Required action: All lines of the material that contain "wall" must be copied out.

Data for review:
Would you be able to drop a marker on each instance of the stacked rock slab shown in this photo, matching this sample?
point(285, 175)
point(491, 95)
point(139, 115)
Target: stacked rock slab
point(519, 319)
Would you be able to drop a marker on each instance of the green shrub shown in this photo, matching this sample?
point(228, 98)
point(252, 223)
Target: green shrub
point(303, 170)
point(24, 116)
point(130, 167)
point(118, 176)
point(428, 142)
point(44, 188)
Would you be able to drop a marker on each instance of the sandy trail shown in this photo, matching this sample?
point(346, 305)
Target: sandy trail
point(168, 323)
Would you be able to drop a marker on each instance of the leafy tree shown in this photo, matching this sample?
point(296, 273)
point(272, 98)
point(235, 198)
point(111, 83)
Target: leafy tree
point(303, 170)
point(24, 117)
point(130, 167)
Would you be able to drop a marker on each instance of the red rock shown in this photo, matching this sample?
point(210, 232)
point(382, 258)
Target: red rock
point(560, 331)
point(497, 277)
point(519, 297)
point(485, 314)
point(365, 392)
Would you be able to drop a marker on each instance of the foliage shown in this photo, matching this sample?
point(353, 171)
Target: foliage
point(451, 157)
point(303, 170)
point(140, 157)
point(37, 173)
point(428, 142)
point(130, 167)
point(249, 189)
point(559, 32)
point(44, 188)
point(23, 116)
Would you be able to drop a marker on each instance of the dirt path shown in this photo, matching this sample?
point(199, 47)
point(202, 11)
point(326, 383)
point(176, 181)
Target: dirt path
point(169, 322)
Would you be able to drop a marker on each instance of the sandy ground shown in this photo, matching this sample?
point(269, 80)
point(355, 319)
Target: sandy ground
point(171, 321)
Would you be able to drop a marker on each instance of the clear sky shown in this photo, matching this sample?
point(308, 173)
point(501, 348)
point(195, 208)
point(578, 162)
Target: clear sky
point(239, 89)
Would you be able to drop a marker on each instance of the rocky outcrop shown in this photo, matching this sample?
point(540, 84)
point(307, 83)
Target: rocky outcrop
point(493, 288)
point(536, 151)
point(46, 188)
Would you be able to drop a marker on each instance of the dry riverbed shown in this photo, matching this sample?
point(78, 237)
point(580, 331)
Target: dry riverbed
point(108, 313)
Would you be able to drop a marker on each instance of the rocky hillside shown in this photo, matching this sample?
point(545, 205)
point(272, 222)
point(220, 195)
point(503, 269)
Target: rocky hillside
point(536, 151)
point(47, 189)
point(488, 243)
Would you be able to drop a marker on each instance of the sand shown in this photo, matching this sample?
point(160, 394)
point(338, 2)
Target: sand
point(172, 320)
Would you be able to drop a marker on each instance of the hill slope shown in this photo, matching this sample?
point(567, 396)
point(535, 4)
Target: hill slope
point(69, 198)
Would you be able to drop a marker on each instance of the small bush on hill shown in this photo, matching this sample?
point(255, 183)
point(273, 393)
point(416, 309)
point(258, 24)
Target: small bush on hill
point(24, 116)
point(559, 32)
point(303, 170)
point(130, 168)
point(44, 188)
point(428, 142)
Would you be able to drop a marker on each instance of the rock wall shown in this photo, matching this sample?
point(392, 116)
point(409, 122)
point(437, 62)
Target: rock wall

--

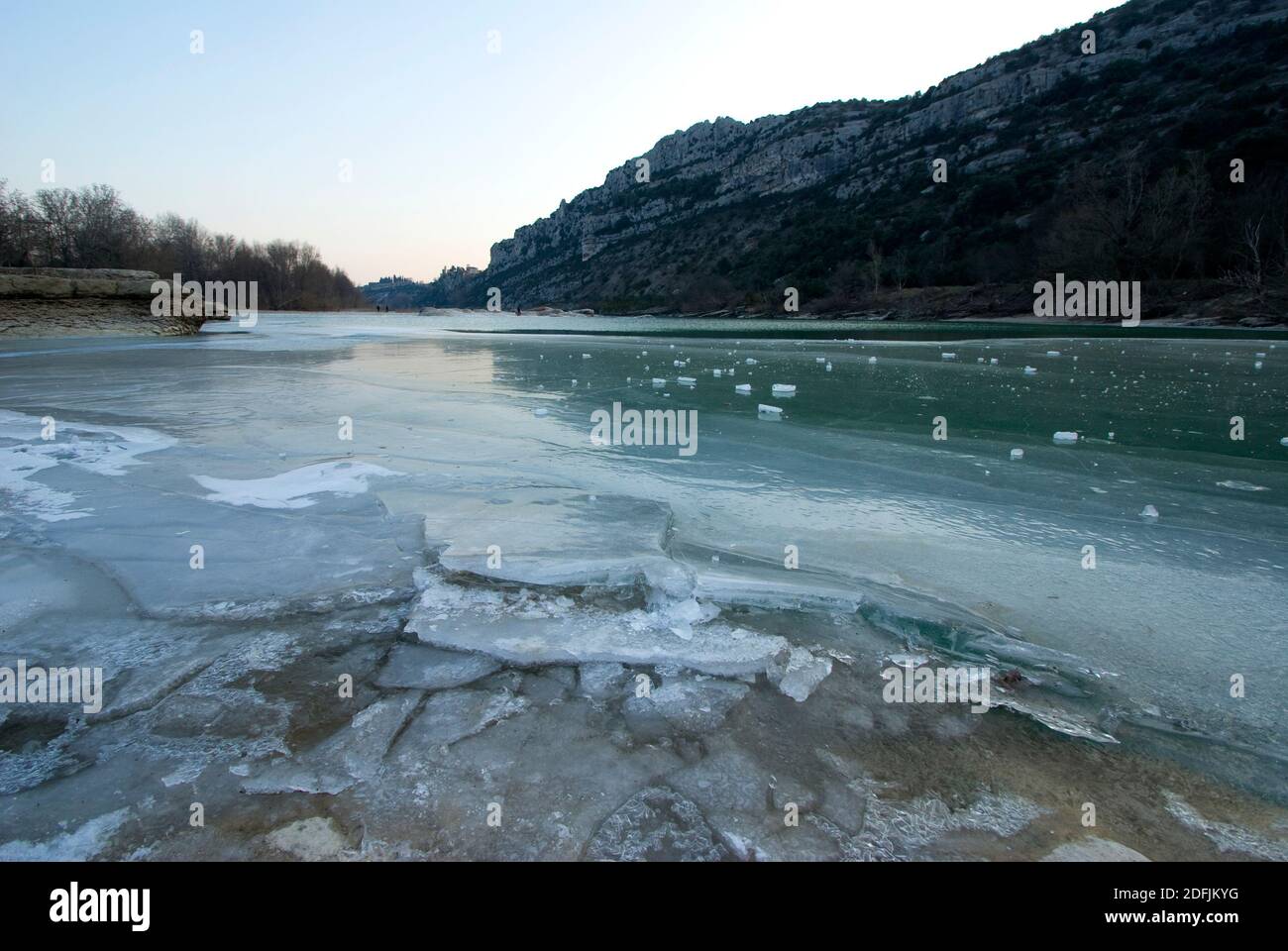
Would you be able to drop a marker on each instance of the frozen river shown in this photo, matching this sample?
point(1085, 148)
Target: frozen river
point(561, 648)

Solution below:
Would you be able to drop a marker on each instance of the rock wall shown in this photo, matching this sample?
Target: rock wall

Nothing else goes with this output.